┌──

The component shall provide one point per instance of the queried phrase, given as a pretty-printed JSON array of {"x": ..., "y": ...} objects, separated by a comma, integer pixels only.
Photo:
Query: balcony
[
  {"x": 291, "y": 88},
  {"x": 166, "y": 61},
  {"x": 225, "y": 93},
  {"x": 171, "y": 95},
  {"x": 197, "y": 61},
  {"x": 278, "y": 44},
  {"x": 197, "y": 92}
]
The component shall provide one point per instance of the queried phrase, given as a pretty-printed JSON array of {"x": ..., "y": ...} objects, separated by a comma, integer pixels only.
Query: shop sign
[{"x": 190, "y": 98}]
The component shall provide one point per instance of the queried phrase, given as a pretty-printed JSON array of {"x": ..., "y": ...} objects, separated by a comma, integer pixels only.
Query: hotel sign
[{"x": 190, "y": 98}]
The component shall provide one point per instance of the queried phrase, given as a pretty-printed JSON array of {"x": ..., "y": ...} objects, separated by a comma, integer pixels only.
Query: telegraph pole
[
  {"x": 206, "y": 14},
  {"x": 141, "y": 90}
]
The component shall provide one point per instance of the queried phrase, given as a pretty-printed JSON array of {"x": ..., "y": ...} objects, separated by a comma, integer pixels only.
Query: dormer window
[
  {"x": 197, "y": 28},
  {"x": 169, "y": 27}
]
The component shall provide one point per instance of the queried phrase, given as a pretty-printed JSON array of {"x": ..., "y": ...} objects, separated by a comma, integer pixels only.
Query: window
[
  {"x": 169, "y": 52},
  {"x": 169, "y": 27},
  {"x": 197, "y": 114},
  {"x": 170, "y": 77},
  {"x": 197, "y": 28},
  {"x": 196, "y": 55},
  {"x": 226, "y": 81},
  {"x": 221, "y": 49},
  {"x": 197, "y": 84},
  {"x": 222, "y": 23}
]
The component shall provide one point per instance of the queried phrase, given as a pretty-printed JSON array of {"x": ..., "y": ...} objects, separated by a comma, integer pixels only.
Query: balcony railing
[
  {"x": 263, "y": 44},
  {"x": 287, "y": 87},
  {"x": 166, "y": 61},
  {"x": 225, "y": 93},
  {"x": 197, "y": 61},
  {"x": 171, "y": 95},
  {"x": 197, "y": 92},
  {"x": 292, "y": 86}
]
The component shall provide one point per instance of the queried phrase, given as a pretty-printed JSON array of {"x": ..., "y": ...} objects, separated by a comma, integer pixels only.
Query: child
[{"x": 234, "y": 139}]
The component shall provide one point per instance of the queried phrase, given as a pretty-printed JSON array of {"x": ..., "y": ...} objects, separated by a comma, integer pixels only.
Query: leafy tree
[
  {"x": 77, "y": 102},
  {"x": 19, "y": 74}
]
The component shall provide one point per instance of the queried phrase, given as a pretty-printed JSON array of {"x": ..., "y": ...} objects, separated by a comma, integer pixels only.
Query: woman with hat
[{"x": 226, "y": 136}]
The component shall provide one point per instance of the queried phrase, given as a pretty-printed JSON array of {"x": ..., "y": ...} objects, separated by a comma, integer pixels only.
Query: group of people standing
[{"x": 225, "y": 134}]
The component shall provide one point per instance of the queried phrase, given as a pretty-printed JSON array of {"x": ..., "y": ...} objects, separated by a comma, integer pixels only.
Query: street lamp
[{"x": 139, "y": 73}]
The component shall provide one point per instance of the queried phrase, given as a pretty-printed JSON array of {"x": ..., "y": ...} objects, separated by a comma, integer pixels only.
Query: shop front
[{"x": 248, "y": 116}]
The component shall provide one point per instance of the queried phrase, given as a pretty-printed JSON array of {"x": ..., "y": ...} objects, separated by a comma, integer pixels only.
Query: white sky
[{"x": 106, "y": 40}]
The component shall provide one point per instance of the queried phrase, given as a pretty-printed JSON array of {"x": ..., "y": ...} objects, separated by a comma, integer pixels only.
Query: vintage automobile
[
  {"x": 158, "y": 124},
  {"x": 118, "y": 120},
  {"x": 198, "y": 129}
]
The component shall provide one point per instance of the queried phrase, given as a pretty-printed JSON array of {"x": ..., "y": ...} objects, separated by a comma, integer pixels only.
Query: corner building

└──

**Task to carry out:**
Reproduce the listing in full. Keep it exactly as written.

**Written answer:**
The component shall provide one point per instance of the queried phrase, given as a pretty-printed JSON array of {"x": ..., "y": ...} objects, separated by a comma, integer pixels only.
Photo:
Query: balcony
[
  {"x": 291, "y": 88},
  {"x": 166, "y": 61},
  {"x": 225, "y": 93},
  {"x": 171, "y": 95},
  {"x": 197, "y": 61},
  {"x": 278, "y": 44},
  {"x": 197, "y": 92}
]
The component shall provide one point per instance of the queried phrase, given as a pretty-printed JSON array of {"x": ..., "y": ...} objects, separated by a comma, integer pixels only.
Query: shop sign
[{"x": 190, "y": 98}]
The component shall provide one point per instance of the queried phrase, given as a pretty-printed JSON array of {"x": ..., "y": ...} objects, separated by a comma, integer pixels only.
Query: hotel sign
[{"x": 190, "y": 98}]
The component shall provide one point per instance of the queried phrase, given as a pretty-printed JSON array of {"x": ..., "y": ...} objects, separated by a comma, integer pixels only.
Query: telegraph pole
[
  {"x": 206, "y": 14},
  {"x": 141, "y": 90}
]
The component shall provide one point per instance of the queried phrase, given as a pretty-printed JSON array of {"x": ..., "y": ...} objects, separated by a comma, integer pixels only.
Query: dormer window
[
  {"x": 197, "y": 28},
  {"x": 169, "y": 27}
]
The component shall provide one point per instance of the queried phrase, given as a pretty-printed JSON array of {"x": ..., "y": ...} objects, separated by a comma, integer pixels only.
Query: window
[
  {"x": 169, "y": 52},
  {"x": 169, "y": 27},
  {"x": 197, "y": 114},
  {"x": 170, "y": 77},
  {"x": 197, "y": 28},
  {"x": 196, "y": 55},
  {"x": 226, "y": 81},
  {"x": 221, "y": 49},
  {"x": 197, "y": 84},
  {"x": 222, "y": 23}
]
The component shall provide one point per instance of the queried phrase, given as a pretty-printed JSON array of {"x": ..., "y": ...} objects, separated by a comma, integer pixels only.
Query: balcony railing
[
  {"x": 263, "y": 44},
  {"x": 287, "y": 87},
  {"x": 166, "y": 61},
  {"x": 225, "y": 93},
  {"x": 197, "y": 61},
  {"x": 171, "y": 95},
  {"x": 197, "y": 92},
  {"x": 292, "y": 86}
]
The component shall provide one point per instance of the queried phrase, given as a pretty-printed JSON array of {"x": ..., "y": ...} objects, separated by a comma, integer pixels only.
Query: child
[{"x": 234, "y": 139}]
The component shall provide one point per instance of the queried phrase, given as a pretty-printed JSON array of {"x": ..., "y": ...} objects, separated by a comma, integer pixels only.
Query: leafy tree
[
  {"x": 77, "y": 102},
  {"x": 19, "y": 74}
]
The component shall provide one point per instance of the queried phrase, given as a pretty-printed JSON array of {"x": ..., "y": ...} objects, separated by a comma, integer pixels only.
Query: woman with hat
[{"x": 226, "y": 136}]
The component shall provide one point per instance of the queried phrase, given as a pretty-printed JSON array of {"x": ..., "y": ...} objects, separated by a comma, integer pixels only.
Query: group of people standing
[{"x": 225, "y": 134}]
The component shall provide one point per instance of the queried phrase, given as a pretty-printed JSON array of {"x": ..., "y": ...} objects, separated by a comma, integer pixels only.
Query: street lamp
[{"x": 139, "y": 73}]
The component shall provide one point per instance of the queried phrase, given as a pretty-printed JSON array of {"x": ..., "y": ...} objects, separated by a comma, integer pixels only.
Query: shop front
[{"x": 248, "y": 116}]
The component shall provide one point per instance of the queried phrase, given as a pretty-printed JSON array of {"x": ..., "y": ...} objects, separated by a comma, integer pixels only.
Query: white sky
[{"x": 106, "y": 40}]
The component shall provide one point per instance of the queried phrase, given as a pretty-printed JSON array of {"x": ..., "y": ...} objects, separated by a comma, integer pixels only.
Query: vintage automobile
[
  {"x": 158, "y": 124},
  {"x": 118, "y": 120},
  {"x": 198, "y": 129}
]
The component shall provide one point per instance of the queried phrase, given as a pretty-printed JSON array of {"x": ..., "y": ...} objects, separated by a comma, integer pixels only.
Query: corner building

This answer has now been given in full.